*Listing*
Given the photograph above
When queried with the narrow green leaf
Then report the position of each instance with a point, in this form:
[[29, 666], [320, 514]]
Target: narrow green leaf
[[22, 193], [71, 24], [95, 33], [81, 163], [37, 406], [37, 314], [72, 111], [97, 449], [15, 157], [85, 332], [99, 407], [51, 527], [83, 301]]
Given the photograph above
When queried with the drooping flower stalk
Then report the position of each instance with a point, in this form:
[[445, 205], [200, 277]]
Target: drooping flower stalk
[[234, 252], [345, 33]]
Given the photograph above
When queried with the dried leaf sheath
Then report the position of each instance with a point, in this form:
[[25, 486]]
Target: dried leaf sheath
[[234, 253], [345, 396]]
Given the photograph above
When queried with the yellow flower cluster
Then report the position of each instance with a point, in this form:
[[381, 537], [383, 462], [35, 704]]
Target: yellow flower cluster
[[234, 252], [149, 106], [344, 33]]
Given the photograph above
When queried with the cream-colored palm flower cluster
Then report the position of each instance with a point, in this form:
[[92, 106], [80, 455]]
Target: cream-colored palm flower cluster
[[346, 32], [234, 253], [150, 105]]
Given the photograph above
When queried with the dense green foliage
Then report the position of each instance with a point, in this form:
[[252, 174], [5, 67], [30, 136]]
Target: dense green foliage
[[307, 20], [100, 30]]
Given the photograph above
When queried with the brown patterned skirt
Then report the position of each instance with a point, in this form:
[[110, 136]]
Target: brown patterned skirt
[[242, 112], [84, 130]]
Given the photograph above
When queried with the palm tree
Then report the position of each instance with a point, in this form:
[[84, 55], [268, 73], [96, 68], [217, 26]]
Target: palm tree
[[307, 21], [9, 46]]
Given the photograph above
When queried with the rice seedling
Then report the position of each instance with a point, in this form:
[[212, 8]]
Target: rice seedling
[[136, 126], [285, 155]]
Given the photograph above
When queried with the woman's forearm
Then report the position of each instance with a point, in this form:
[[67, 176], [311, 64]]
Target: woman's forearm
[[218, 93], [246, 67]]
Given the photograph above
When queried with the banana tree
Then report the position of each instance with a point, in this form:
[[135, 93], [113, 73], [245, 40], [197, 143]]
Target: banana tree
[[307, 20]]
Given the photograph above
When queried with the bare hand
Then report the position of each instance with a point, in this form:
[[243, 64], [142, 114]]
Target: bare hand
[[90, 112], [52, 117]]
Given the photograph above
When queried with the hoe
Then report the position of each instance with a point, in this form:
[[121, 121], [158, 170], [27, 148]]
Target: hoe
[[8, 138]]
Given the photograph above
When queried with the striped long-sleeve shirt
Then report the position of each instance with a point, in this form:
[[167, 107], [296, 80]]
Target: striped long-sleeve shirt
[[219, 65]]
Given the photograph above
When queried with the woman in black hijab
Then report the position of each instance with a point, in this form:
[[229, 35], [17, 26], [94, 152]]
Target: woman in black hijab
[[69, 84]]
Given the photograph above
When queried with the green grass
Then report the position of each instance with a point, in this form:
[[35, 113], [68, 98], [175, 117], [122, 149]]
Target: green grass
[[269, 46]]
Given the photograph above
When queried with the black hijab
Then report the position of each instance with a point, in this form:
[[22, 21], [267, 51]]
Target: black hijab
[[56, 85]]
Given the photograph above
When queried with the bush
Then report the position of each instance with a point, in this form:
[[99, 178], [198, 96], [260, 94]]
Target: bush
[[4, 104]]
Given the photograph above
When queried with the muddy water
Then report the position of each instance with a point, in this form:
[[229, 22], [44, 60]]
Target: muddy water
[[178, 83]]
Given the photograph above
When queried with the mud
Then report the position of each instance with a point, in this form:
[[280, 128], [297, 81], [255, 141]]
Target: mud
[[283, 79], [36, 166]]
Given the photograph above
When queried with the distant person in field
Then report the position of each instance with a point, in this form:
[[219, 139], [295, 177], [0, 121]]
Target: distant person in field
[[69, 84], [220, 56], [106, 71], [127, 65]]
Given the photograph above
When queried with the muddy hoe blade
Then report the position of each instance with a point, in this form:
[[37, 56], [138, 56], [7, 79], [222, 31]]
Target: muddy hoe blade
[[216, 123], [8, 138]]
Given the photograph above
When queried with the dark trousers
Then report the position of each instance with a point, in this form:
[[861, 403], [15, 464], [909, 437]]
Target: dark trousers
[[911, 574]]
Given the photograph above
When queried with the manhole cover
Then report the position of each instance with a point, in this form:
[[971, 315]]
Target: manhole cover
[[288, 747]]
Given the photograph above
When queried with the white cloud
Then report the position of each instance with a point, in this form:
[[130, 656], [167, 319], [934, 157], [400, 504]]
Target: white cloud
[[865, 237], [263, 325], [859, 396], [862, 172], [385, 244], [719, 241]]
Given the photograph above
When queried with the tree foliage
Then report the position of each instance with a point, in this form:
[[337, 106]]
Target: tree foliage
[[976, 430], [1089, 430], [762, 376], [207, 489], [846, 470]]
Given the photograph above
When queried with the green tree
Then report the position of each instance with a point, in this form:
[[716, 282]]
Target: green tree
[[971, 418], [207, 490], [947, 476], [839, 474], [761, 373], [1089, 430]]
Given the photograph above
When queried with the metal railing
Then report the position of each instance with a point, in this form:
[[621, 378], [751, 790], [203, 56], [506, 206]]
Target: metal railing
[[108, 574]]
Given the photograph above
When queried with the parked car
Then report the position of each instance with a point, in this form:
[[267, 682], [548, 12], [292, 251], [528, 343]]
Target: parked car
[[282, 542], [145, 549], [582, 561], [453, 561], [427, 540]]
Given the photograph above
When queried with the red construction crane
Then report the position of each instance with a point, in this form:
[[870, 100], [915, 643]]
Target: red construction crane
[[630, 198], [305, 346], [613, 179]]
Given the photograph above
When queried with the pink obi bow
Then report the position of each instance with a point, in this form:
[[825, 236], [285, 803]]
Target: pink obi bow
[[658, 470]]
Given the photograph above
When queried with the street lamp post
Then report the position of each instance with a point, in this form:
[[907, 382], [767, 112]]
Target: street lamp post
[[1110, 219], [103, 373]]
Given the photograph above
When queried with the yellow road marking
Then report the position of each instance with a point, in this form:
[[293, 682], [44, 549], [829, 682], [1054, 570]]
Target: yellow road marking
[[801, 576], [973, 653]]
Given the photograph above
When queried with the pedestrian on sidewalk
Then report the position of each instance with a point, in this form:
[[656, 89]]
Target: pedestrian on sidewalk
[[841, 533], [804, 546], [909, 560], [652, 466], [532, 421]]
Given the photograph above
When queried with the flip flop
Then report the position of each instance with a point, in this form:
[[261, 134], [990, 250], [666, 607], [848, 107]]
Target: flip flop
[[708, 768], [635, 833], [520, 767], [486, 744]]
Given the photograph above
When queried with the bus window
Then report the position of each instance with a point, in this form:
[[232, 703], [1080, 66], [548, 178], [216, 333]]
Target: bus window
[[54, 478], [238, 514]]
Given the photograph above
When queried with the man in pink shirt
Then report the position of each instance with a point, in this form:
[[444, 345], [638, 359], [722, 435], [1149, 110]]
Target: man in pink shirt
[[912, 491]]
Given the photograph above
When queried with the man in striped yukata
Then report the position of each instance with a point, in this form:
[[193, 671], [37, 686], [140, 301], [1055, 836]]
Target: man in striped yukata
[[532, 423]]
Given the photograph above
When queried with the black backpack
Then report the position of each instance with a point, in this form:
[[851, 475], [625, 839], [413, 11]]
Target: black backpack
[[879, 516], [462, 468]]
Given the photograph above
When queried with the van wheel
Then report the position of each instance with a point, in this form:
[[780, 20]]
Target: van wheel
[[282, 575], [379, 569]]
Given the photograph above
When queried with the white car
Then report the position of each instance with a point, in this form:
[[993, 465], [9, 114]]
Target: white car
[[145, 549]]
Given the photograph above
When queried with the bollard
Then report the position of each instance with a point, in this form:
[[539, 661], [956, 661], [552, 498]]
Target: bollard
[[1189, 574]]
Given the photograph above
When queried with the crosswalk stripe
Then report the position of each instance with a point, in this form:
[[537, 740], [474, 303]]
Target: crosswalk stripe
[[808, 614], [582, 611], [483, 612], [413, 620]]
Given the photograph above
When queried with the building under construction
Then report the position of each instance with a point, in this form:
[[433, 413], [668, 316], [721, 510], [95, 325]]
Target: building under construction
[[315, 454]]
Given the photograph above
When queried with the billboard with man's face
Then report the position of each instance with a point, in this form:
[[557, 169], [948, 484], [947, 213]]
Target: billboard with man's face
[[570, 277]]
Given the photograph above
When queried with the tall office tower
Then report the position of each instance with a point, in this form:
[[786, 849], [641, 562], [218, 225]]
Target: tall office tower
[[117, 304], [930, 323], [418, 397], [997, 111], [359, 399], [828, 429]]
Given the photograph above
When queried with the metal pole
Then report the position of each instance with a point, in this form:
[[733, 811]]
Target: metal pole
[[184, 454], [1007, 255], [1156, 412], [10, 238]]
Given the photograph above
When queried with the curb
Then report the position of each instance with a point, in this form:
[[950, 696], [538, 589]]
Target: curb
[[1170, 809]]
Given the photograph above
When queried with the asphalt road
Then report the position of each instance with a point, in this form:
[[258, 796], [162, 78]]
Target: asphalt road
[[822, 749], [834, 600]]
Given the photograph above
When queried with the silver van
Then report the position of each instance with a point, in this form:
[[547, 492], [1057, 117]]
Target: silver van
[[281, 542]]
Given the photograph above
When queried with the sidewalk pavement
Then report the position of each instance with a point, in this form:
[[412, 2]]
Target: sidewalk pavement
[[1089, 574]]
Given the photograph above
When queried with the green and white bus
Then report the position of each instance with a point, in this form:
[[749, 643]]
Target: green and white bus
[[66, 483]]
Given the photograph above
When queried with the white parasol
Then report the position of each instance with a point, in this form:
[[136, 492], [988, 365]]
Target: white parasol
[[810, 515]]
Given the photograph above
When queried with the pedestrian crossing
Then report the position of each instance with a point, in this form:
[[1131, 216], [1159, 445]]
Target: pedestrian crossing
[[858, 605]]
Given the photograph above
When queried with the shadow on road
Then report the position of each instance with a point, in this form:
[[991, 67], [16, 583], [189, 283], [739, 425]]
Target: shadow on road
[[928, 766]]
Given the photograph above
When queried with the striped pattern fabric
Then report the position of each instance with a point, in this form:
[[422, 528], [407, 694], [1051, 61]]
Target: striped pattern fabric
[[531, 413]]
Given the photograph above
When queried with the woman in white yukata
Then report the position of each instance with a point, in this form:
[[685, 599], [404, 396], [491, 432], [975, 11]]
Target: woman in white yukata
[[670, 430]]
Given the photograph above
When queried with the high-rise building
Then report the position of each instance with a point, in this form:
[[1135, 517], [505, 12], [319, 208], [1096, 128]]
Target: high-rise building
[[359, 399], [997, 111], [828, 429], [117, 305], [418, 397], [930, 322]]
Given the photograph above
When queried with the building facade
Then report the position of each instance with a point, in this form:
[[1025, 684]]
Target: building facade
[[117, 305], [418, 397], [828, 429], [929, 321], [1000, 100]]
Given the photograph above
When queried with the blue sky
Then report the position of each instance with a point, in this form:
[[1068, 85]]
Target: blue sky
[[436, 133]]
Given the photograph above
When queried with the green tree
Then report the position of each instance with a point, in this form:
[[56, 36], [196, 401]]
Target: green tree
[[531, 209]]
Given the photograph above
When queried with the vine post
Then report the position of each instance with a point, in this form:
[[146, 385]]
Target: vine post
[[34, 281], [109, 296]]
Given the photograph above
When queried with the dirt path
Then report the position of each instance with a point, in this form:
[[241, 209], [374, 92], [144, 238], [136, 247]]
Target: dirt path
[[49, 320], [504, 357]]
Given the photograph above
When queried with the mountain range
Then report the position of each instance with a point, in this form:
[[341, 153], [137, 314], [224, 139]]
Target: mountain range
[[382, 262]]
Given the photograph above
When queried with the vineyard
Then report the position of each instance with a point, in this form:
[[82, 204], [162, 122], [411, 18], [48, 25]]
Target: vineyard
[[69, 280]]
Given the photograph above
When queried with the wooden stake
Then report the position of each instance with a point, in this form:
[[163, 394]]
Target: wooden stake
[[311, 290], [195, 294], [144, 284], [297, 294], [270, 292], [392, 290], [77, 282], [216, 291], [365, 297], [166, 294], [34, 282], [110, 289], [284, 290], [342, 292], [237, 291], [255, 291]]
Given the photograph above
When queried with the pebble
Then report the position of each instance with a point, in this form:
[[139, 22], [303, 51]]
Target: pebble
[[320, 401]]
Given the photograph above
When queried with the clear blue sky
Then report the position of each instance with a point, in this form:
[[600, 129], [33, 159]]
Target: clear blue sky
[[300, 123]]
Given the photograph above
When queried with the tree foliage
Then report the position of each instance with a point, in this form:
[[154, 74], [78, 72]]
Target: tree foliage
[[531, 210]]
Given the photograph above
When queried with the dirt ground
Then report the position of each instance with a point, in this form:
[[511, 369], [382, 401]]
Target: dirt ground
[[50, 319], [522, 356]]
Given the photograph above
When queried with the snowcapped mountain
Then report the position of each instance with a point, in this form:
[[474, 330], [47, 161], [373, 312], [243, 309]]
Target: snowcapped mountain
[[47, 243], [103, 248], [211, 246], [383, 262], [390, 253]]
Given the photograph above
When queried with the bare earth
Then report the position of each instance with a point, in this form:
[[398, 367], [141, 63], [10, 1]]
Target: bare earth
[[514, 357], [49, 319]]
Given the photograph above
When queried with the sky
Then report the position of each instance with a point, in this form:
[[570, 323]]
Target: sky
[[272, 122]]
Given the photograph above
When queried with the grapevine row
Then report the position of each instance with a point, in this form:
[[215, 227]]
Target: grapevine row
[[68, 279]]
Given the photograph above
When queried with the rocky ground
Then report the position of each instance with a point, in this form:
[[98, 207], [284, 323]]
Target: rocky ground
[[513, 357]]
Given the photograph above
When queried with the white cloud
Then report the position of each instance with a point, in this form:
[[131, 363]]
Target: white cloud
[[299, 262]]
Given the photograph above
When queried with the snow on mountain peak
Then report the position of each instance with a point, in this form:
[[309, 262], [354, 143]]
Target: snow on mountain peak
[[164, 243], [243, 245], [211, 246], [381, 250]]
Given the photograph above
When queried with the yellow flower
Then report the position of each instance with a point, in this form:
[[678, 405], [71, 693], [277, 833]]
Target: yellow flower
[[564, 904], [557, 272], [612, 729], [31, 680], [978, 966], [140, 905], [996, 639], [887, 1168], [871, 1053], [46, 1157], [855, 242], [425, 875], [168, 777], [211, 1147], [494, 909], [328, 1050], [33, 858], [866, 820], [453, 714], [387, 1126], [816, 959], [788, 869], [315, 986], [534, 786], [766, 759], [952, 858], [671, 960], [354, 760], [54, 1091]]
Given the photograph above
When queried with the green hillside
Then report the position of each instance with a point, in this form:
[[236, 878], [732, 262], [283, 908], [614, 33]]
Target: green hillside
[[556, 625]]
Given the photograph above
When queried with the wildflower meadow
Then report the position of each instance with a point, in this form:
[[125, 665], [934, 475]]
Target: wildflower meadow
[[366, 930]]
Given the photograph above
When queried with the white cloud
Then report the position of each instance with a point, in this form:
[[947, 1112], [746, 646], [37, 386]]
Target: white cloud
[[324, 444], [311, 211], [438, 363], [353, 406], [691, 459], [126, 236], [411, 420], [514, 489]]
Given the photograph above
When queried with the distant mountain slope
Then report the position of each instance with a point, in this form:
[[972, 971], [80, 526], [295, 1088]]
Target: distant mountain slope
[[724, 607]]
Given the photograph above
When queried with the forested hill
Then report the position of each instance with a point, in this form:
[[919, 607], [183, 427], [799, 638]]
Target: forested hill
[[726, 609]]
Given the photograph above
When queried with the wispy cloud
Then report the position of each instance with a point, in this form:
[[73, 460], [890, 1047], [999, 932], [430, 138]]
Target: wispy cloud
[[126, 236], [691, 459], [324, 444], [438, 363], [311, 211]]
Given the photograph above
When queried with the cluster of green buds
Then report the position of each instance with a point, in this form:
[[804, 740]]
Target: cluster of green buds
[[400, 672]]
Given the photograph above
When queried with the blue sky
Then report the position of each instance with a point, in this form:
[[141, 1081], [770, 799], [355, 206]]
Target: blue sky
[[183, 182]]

*What this task involves*
Gather every line from the listing above that contains the word "pedestrian" and copy each one in full.

*Reply*
When queried with the pedestrian on sidewalk
Target: pedestrian on sidewalk
When queried with the pedestrian crossing
Target: pedestrian crossing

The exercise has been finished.